Abaküs Yazılım
22. Hukuk Dairesi
Esas No: 2018/16770
Karar No: 2019/18649
Karar Tarihi: 10.10.2019

Yargıtay 22. Hukuk Dairesi 2018/16770 Esas 2019/18649 Karar Sayılı İlamı

22. Hukuk Dairesi         2018/16770 E.  ,  2019/18649 K.

    "İçtihat Metni"

    MAHKEMESİ :İş Mahkemesi
    DAVA TÜRÜ : İTİRAZIN İPTALİ

    Taraflar arasında görülen dava sonucunda verilen kararın, temyizen incelenmesi taraflar vekillerince istenilmekle, temyiz taleplerinin süresinde olduğu anlaşıldı. Dava dosyası için Tetkik Hakimi ... tarafından düzenlenen rapor dinlendikten sonra dosya incelendi, gereği konuşulup düşünüldü:

    Y A R G I T A Y K A R A R I

    Davacı İsteminin Özeti:
    Davacı, davalılar aleyhine açılan... 1. İş Mahkemesinin 2013/366 esas, 2013/405 karar sayılı davanın ikame edildiğini, taleplerinin kısmen kabulüne karar verildiğini ve kararın Yargıtay denetiminden geçerek kesinleştiğini, dosyaya sunulan bilirkişi raporuna göre müvekkilinin davalılardan 22.157,08 TL net kıdem tazminatı alacağı, 7.381,25 TL net yıllık izin ücret alacağı, hakkaniyet indirimi uygulayarak, 14.016,00 TL net fazla çalışma ücret alacağı, 1.350,00 TL net prim ücreti ve hakkaniyet indirimi uygulanmak suretiyle 678,00 TL net genel tatil ücret alacağının olduğunu, fazlaya ilişkin hakların saklı kalmak kaydıyla taleple bağlı kalınarak, bedelin davalılardan müştereken ve müteselsilen tahsiline karar verildiği, bakiye alacak niteliğindeki 7.317,99 TL net kıdem tazminatının 4.038,90 TL net yıllık izin ücretinin, 4.817,00 TL net fazla çalışma ücretinin, 287,00 TL net genel tatil ücretinin, 145,82 TL vekalet ücreti farkı olmak üzere toplam 16.606,71 TL alacağın tahsili amacıyla davalı şirketler hakkında... 23.İcra Müdürlüğünün 2014/3513 sayılı dosyasıyla icra takibi yapılmış ise de davalılar vekilince yapılan itiraz sonucunda takibin durdurulmasına karar verildiğini, itirazın yerinde olmadığını beyanla borçlunun icra takibine yaptığı itirazın iptaline, takibin devamına, borçlunun % 40 icra inkar tazminatına mahkum edilmesine karar verilmesini talep ve dava etmiştir.

[Görev]
Aşağıdaki üç ifadenin verilen metinle uyuşup uyuşmadığını belirtin. Her ifadeye evet ya da hayır diye yanıt verin ve bu yanıtı belirleyen sözleri metinden olduğu gibi alıntılayın.
1. Davacı, davalı şirketler hakkında toplam 16.606,71 TL alacağın tahsili için icra takibi yapmıştır.
2. Davanın türü alacak davası olarak gösterilmiştir.
3. Davacı, borçlunun %20 icra inkâr tazminatına mahkûm edilmesini istemiştir.

[Açıklamalı koordinat kayıtları]
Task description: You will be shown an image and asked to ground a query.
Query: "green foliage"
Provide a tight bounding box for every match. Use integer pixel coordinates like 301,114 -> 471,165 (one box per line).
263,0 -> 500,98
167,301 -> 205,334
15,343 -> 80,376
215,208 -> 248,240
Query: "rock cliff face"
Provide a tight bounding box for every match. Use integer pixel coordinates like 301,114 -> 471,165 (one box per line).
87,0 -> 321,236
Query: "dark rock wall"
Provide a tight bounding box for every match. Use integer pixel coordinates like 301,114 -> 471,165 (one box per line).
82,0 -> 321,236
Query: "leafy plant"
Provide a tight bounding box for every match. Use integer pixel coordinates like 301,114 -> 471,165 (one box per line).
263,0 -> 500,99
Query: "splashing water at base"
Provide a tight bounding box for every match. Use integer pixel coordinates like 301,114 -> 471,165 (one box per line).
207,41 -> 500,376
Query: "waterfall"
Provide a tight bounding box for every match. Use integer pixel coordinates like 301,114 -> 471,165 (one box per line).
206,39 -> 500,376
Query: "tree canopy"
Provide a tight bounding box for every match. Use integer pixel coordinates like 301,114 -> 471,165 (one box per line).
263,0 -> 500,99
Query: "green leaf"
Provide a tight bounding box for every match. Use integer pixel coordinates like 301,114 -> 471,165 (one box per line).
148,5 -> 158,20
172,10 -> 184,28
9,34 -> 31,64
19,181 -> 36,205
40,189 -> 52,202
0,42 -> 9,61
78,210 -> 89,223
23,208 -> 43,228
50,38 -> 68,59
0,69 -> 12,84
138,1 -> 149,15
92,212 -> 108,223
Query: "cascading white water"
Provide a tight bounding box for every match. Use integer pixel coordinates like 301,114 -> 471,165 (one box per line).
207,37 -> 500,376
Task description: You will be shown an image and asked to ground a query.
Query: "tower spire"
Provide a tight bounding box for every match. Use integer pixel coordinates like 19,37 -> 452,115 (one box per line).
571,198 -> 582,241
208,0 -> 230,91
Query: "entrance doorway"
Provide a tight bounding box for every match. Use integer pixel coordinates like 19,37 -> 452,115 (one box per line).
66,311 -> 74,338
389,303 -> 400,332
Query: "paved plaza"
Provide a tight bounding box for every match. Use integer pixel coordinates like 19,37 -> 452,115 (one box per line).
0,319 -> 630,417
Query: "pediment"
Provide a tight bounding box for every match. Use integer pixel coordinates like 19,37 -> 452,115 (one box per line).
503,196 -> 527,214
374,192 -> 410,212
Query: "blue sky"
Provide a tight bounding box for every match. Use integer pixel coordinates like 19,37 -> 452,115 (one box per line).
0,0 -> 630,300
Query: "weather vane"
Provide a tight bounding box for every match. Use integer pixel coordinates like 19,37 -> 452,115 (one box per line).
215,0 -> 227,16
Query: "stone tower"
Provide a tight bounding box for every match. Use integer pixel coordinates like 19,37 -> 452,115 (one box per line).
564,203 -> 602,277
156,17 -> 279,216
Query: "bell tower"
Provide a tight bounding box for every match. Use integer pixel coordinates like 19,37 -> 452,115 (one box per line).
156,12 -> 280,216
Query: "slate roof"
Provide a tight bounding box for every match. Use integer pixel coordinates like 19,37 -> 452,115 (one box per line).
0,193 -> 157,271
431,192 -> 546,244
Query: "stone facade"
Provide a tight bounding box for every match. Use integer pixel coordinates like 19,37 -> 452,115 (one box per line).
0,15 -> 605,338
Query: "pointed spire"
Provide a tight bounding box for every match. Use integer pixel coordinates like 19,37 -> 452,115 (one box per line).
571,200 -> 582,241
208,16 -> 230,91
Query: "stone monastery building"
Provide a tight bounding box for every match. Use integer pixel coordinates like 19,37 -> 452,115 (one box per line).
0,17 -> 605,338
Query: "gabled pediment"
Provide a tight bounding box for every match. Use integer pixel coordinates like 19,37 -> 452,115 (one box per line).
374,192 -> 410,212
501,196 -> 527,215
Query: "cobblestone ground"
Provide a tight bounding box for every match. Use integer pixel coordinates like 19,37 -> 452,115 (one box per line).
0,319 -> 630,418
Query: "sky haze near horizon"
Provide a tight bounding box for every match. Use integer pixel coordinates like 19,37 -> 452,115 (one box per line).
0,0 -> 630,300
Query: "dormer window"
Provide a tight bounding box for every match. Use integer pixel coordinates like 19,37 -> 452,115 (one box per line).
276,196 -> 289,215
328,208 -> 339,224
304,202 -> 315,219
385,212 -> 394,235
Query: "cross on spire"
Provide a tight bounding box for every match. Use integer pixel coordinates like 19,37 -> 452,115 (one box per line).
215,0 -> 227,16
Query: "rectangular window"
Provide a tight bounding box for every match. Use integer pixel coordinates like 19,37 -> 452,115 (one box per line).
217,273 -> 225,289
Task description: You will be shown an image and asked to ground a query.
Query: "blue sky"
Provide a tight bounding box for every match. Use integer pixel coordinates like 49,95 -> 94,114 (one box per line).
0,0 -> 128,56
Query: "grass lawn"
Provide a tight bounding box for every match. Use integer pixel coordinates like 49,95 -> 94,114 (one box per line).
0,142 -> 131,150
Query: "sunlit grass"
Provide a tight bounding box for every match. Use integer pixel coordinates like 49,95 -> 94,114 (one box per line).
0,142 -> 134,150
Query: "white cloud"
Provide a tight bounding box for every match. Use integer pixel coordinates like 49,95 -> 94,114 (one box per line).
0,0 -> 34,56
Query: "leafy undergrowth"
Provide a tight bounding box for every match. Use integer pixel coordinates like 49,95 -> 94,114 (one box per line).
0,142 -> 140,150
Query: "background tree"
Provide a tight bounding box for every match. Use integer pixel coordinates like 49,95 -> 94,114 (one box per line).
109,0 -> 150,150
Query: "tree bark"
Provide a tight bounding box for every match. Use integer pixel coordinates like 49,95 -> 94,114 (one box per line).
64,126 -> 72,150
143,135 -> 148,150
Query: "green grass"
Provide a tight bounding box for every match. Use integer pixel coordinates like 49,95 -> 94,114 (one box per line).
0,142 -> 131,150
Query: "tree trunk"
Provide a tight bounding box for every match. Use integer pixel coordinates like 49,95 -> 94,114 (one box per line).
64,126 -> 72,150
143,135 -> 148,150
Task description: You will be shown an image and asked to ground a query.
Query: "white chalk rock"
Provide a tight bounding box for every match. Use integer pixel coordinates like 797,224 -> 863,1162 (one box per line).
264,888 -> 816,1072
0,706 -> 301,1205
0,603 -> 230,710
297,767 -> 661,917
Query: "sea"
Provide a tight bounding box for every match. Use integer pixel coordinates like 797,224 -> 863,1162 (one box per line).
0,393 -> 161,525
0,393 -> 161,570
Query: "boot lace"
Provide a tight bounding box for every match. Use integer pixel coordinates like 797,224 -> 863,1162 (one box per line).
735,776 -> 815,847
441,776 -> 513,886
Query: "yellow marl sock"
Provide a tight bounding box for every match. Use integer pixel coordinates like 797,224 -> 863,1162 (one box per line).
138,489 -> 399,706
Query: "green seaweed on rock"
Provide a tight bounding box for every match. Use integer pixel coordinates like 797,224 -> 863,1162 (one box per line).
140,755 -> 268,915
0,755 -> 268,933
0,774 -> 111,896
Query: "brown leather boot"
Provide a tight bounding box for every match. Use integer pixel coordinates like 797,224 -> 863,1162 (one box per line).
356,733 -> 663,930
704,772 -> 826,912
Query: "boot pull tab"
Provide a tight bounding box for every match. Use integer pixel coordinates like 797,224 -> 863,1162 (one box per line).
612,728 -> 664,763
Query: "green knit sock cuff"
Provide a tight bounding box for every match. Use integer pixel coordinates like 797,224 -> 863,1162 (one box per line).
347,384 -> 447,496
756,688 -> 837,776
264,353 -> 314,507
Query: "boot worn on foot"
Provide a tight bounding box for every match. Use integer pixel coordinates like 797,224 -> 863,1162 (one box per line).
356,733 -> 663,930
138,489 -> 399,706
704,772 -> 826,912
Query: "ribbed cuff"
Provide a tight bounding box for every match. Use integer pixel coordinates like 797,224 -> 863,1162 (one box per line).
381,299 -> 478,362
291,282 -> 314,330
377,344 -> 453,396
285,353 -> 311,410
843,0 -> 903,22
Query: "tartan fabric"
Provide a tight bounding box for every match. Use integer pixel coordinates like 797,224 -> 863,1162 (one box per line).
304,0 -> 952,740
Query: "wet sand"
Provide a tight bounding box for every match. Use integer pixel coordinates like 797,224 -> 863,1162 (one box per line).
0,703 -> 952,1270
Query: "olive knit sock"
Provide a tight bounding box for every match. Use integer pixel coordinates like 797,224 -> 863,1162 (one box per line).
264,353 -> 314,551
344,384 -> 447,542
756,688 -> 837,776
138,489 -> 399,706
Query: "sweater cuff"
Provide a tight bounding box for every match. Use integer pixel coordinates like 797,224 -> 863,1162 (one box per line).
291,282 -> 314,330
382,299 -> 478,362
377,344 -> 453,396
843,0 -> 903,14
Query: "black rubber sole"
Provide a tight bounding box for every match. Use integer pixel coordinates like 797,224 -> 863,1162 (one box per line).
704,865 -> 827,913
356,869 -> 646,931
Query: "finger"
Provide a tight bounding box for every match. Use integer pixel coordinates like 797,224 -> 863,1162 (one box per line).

[Alıştırmanın Yanıtı]
1. Evet: "toplam 16.606,71 TL alacağın tahsili amacıyla davalı şirketler hakkında... 23.İcra Müdürlüğünün 2014/3513 sayılı dosyasıyla icra takibi yapılmış"
2. Hayır: "DAVA TÜRÜ : İTİRAZIN İPTALİ"
3. Hayır: "borçlunun % 40 icra inkar tazminatına mahkum edilmesine karar verilmesini talep ve dava etmiştir"